### [EXERCISE]
Every line of the records below that holds the word "shingled" should be copied out.

Photo-based referring expression data

⁂

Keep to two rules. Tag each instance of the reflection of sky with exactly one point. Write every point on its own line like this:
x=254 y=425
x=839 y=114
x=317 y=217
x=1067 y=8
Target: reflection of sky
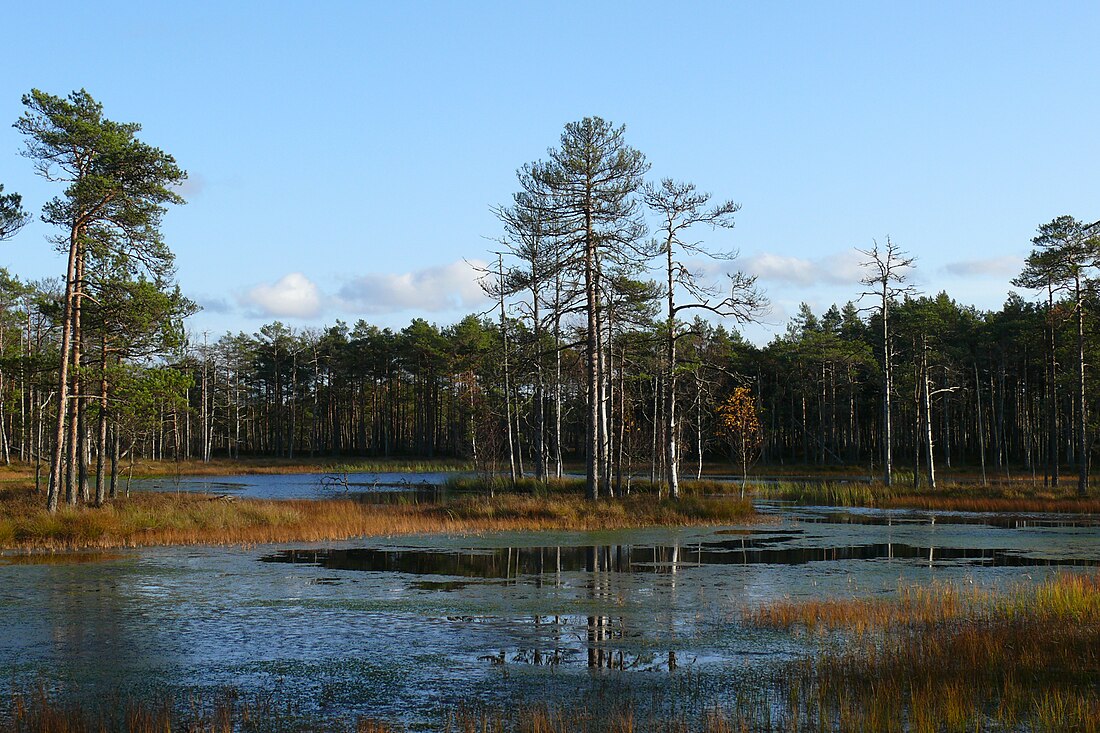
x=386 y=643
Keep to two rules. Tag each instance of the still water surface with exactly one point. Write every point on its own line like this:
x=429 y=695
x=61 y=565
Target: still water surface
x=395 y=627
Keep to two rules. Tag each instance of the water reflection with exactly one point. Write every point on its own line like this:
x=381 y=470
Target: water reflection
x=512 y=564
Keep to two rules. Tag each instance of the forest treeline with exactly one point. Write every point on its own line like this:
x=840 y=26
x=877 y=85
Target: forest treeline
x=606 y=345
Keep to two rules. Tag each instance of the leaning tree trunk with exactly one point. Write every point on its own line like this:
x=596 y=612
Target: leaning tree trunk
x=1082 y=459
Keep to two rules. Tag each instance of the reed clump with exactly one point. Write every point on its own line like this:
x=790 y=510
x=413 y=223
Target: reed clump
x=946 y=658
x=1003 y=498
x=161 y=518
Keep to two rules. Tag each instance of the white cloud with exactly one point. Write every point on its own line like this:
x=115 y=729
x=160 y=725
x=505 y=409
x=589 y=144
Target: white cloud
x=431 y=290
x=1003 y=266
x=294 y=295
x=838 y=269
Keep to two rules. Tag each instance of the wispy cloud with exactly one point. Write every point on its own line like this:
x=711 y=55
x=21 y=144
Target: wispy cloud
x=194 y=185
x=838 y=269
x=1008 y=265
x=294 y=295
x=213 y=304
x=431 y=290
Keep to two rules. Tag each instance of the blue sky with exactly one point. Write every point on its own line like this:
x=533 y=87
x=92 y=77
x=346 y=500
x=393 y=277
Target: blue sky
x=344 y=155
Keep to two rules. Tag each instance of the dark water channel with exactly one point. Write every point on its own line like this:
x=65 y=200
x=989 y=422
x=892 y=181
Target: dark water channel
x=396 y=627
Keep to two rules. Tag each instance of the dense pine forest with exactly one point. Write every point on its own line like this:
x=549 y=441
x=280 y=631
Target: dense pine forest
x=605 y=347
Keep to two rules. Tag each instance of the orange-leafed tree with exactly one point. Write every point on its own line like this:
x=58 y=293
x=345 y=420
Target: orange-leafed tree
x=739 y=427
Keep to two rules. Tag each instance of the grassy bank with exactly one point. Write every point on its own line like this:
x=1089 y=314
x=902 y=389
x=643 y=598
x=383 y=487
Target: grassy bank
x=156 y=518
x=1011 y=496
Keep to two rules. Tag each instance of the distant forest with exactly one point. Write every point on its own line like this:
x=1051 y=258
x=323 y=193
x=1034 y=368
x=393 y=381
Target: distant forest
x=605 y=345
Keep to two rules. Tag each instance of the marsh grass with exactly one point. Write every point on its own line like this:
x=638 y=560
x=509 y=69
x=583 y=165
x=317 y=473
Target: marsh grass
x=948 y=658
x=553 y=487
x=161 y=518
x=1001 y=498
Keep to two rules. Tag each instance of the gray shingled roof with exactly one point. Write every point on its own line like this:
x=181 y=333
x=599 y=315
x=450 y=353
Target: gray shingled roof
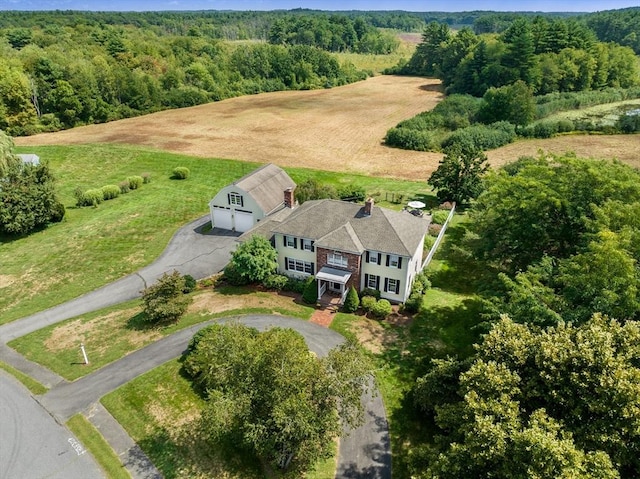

⁂

### [RESULT OF THE TASK]
Keep to two rules. Tag each instance of the gray shingled roof with exactly one point. Write every point on its own line like this:
Target: gray shingled roof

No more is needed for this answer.